◆ Okuma metni:
╔══

Sevdiğim bir kardeşim, ‘Napıyorsun abi’ diyor.
Ben de hani bir söz var ya;
‘Ağlar, gezerim’ diye…
Ben de öyle diyorum; ‘Ağlayıp, geziyorum işte.’
‘Niye ağlıyorsun ki, abi’ diyor, ‘Yaşamana bak.’
Güzel tavsiye elbette.
İçtenlikle söylediğine inanıyorum.
Yaşamaya bakim, değil mi?
Nasıl bir şey bu ‘yaşamak’ dediğin…
Herhalde sadece nefes alıp, vermek değil zahir!
Aldığın nefesten, tükettiğin ömürden keyif almak olmalı herhalde.
Bilmiyorum tabii tarife göre değişir ama benim düşüncem böylesi bir şey işte.
Hayat dediğiniz sadece istemsiz yaşadıklarınızla değil ki biz buna kader diyoruz.
İçinde sizinle yaşayanlarla güzel olmalı.
Sizi anlayabilen…
Yeri geldiğinde okşayan...

╚══

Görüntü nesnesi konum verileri
╔══

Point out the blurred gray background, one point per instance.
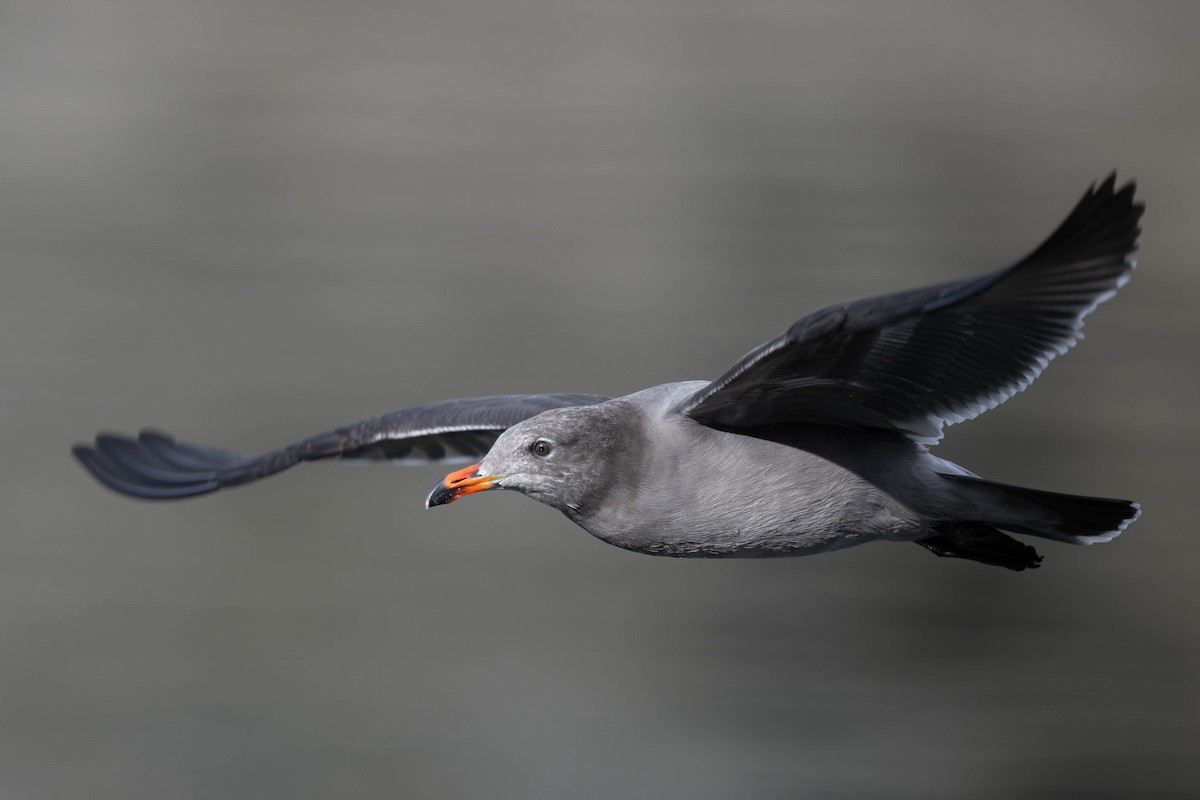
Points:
(245, 222)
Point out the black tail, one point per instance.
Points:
(1061, 517)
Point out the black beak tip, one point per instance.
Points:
(439, 497)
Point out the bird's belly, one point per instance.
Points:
(772, 500)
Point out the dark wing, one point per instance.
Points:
(918, 360)
(155, 465)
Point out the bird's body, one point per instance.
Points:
(817, 439)
(759, 497)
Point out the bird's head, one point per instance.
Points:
(563, 458)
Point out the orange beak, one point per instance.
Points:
(461, 483)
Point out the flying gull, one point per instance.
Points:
(815, 440)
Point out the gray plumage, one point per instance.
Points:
(819, 439)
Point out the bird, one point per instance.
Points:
(816, 440)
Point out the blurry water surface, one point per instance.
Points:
(249, 222)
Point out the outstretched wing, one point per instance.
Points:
(154, 465)
(918, 360)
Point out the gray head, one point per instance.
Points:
(563, 457)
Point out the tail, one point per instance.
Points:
(1062, 517)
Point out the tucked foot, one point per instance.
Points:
(981, 543)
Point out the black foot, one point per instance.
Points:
(981, 543)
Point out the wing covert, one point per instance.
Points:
(919, 360)
(154, 465)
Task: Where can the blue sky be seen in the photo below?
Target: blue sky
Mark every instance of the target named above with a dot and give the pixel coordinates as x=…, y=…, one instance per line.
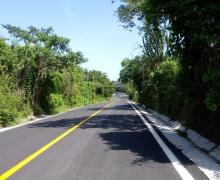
x=91, y=25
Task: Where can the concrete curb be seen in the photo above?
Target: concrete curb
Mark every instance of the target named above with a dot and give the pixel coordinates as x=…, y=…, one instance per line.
x=198, y=140
x=203, y=160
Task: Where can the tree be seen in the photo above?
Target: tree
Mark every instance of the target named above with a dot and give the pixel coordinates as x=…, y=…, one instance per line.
x=42, y=52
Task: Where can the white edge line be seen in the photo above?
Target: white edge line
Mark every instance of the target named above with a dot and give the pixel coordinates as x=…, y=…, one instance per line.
x=184, y=174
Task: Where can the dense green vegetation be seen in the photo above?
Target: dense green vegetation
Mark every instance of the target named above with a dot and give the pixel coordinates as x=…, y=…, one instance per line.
x=179, y=71
x=39, y=73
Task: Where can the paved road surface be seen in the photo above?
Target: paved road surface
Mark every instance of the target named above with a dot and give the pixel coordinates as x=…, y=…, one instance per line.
x=112, y=145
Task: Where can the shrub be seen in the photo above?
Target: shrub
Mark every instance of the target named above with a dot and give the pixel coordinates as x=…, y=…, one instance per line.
x=55, y=102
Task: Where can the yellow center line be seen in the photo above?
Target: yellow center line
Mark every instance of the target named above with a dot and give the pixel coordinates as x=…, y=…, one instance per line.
x=28, y=159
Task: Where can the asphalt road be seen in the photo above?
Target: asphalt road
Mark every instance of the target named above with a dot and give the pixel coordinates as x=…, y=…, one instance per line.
x=112, y=145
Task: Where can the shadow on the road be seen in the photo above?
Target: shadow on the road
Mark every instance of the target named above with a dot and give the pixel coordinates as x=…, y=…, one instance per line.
x=124, y=107
x=121, y=130
x=61, y=123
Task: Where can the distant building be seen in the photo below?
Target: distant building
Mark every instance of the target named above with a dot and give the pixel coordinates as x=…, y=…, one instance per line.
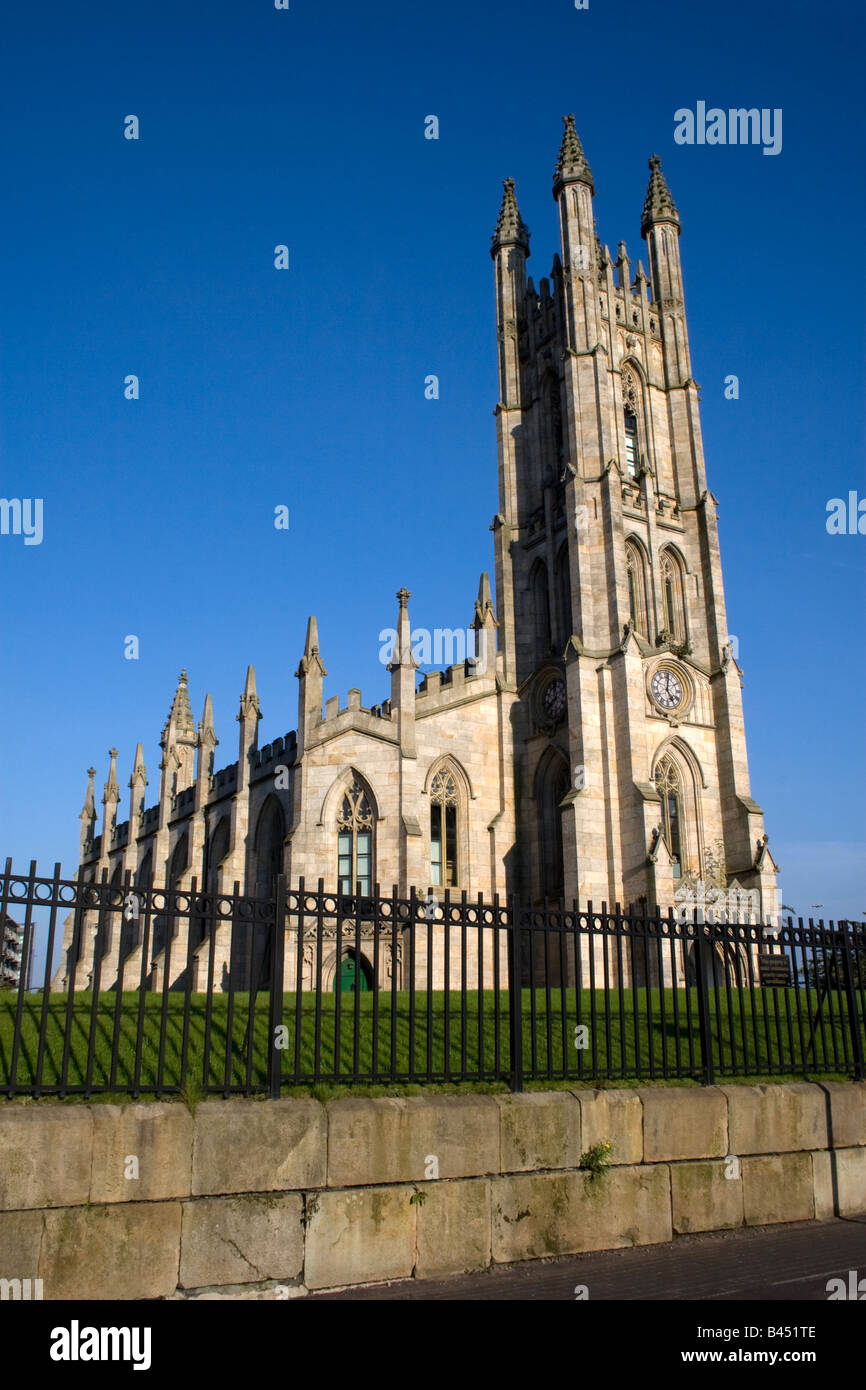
x=594, y=749
x=11, y=955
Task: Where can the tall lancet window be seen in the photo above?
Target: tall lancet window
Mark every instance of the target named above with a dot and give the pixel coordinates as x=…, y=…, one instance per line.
x=673, y=601
x=355, y=826
x=631, y=442
x=635, y=571
x=630, y=423
x=670, y=790
x=444, y=830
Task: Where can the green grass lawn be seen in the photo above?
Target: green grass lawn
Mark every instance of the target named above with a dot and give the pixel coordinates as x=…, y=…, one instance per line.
x=647, y=1036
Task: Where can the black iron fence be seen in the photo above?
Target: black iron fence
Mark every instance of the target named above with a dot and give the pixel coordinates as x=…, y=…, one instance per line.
x=154, y=991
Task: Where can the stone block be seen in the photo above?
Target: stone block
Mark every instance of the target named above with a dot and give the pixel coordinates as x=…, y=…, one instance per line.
x=116, y=1253
x=776, y=1119
x=259, y=1147
x=822, y=1184
x=157, y=1134
x=704, y=1197
x=851, y=1180
x=777, y=1187
x=20, y=1243
x=453, y=1228
x=616, y=1116
x=563, y=1214
x=684, y=1122
x=540, y=1129
x=360, y=1237
x=394, y=1140
x=241, y=1240
x=45, y=1155
x=847, y=1112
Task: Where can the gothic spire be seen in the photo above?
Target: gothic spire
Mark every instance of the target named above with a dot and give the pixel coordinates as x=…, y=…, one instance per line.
x=659, y=205
x=510, y=227
x=403, y=653
x=249, y=701
x=206, y=727
x=310, y=651
x=111, y=788
x=89, y=806
x=180, y=715
x=484, y=603
x=139, y=772
x=572, y=166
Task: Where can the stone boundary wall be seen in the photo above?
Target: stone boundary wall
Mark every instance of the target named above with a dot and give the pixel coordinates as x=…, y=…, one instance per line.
x=277, y=1198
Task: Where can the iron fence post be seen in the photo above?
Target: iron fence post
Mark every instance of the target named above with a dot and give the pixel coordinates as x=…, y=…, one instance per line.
x=515, y=1002
x=277, y=977
x=702, y=954
x=854, y=1014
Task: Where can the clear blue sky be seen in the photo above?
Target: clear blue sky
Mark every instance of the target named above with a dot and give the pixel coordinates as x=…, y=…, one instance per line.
x=306, y=387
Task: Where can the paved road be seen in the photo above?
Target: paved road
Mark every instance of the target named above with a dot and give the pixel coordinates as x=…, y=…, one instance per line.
x=763, y=1264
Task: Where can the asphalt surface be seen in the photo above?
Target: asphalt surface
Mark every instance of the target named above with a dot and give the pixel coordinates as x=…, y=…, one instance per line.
x=762, y=1264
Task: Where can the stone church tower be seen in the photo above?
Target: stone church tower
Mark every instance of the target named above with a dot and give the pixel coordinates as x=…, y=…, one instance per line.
x=630, y=749
x=594, y=748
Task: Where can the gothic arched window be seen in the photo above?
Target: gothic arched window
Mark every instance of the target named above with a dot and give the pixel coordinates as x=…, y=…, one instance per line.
x=216, y=851
x=563, y=595
x=444, y=809
x=673, y=598
x=669, y=784
x=355, y=826
x=551, y=786
x=270, y=834
x=635, y=570
x=541, y=609
x=630, y=421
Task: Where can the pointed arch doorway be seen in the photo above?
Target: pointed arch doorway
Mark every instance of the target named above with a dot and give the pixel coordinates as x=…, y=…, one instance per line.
x=353, y=973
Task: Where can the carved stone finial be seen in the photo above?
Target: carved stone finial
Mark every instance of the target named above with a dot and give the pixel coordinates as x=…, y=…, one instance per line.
x=659, y=205
x=572, y=166
x=510, y=227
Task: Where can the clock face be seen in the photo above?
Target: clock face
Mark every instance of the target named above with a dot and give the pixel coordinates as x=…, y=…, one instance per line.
x=555, y=699
x=667, y=688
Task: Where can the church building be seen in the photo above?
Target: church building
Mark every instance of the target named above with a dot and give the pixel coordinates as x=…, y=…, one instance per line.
x=594, y=747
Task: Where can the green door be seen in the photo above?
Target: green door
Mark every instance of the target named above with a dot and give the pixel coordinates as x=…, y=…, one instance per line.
x=349, y=976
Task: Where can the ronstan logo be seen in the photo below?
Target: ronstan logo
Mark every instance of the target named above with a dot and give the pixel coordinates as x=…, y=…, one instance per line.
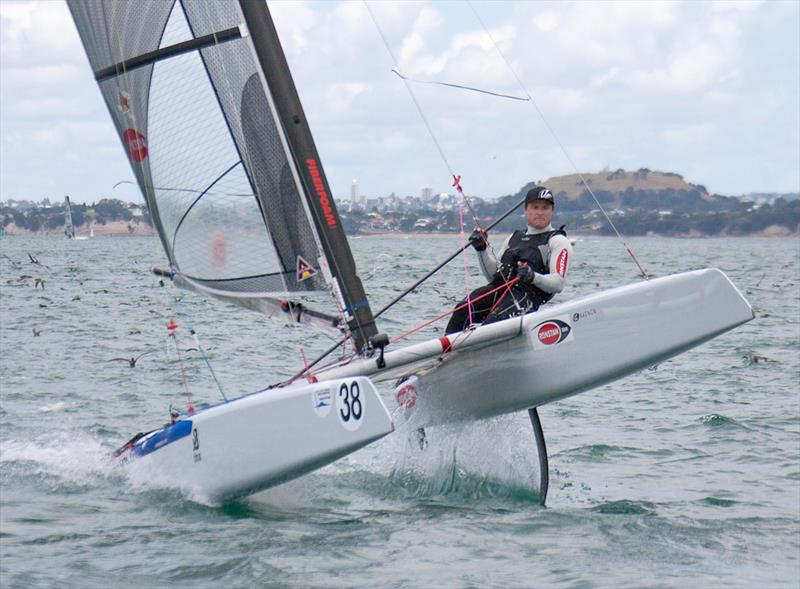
x=552, y=332
x=322, y=194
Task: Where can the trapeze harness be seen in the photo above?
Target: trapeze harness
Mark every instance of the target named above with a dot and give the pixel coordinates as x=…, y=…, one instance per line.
x=522, y=297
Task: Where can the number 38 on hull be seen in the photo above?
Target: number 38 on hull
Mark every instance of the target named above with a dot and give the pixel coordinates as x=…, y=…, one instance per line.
x=260, y=440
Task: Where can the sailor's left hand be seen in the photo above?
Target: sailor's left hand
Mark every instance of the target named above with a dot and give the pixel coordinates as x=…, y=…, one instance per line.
x=524, y=272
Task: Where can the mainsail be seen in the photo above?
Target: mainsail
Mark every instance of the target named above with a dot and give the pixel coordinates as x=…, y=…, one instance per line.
x=69, y=228
x=202, y=98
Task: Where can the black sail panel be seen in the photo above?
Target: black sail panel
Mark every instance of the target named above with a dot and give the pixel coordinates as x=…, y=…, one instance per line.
x=241, y=204
x=315, y=185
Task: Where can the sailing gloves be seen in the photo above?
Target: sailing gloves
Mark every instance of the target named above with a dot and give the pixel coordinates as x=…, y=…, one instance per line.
x=477, y=239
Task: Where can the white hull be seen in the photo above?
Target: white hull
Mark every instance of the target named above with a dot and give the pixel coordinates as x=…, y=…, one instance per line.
x=585, y=343
x=264, y=439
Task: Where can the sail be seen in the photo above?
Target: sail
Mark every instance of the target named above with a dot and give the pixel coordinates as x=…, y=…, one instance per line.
x=205, y=107
x=69, y=228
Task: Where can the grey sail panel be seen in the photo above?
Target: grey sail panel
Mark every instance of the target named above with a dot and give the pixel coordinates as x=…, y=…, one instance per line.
x=203, y=144
x=112, y=33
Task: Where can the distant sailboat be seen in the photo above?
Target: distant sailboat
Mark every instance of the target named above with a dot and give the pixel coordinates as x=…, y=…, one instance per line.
x=69, y=229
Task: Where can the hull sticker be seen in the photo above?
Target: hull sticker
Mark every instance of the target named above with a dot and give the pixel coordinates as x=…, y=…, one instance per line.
x=550, y=333
x=322, y=400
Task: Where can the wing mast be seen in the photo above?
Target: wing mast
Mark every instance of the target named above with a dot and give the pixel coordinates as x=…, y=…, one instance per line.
x=315, y=184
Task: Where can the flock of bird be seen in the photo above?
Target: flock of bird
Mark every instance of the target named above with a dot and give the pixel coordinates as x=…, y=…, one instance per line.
x=39, y=282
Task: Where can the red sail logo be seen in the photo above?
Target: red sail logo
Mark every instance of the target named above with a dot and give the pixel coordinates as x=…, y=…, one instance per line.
x=136, y=145
x=322, y=194
x=561, y=263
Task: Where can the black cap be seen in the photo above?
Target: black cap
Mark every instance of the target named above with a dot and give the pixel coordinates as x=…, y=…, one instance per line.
x=539, y=193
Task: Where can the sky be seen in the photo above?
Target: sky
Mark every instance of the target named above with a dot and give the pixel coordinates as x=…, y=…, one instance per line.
x=709, y=90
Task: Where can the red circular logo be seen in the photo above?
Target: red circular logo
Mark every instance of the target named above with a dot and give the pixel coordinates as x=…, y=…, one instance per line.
x=549, y=333
x=136, y=145
x=407, y=396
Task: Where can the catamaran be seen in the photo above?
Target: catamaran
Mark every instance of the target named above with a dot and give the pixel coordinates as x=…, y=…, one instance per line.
x=206, y=109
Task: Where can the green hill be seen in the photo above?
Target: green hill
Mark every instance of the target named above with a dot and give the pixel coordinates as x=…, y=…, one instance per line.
x=620, y=181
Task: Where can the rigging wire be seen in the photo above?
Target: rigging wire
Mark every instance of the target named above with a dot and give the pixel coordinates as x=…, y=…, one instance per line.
x=459, y=86
x=456, y=178
x=552, y=132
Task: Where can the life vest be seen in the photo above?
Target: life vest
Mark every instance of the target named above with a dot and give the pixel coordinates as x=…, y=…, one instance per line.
x=534, y=249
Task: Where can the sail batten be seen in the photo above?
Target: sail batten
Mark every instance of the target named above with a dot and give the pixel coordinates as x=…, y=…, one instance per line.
x=166, y=52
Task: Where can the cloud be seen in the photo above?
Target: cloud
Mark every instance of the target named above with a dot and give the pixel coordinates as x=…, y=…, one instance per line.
x=657, y=82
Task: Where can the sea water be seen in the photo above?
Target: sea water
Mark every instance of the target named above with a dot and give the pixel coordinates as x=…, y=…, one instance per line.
x=686, y=474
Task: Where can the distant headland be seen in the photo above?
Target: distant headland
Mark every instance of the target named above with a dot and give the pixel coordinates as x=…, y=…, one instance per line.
x=641, y=202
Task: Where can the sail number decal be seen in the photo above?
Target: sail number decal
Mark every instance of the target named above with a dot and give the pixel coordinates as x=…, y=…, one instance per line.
x=350, y=405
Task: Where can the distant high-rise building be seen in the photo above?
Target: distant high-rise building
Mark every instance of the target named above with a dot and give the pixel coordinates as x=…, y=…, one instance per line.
x=427, y=193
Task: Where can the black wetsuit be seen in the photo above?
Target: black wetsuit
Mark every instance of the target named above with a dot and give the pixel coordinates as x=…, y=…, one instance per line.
x=504, y=302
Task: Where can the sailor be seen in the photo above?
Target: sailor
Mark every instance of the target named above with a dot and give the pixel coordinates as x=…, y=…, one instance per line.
x=538, y=257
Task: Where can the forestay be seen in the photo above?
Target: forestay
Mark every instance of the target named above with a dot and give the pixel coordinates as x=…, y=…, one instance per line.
x=204, y=104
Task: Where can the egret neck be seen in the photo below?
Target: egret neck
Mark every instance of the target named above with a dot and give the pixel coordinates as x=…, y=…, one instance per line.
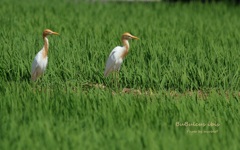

╚══

◆ Yapılacak görevler:
A – Okuma metnini iki cümleyle özetleyin.
B – Okuma metnine göre şu ifadelerin her birine evet ya da hayır diye karşılık verin ve kararı belirleyen sözleri metinden birebir alıntılayın: (i) Anlatıcı, kardeşinin tavsiyesini içtenlikle verdiğine inanıyor. (ii) Anlatıcıya göre yaşamak yalnızca nefes alıp vermektir. (iii) Anlatıcı, istemsiz yaşananlara kader dendiğini söylüyor.

◆ Beklenen çıktılar:
A – Sevdiği bir kardeşi anlatıcıya ne yaptığını sorar; anlatıcı ağlayıp gezdiğini söyleyince kardeşi ona ağlamak yerine yaşamasına bakmasını tavsiye eder. Anlatıcı, yaşamanın sadece nefes alıp vermek değil, alınan nefesten ve tüketilen ömürden keyif almak olması gerektiğini ve hayatın insanla birlikte yaşayan, onu anlayabilenlerle güzel olması gerektiğini düşünür.

B –
(i) Evet: "İçtenlikle söylediğine inanıyorum."
(ii) Hayır: "Herhalde sadece nefes alıp, vermek değil zahir!"
(iii) Evet: "Hayat dediğiniz sadece istemsiz yaşadıklarınızla değil ki biz buna kader diyoruz."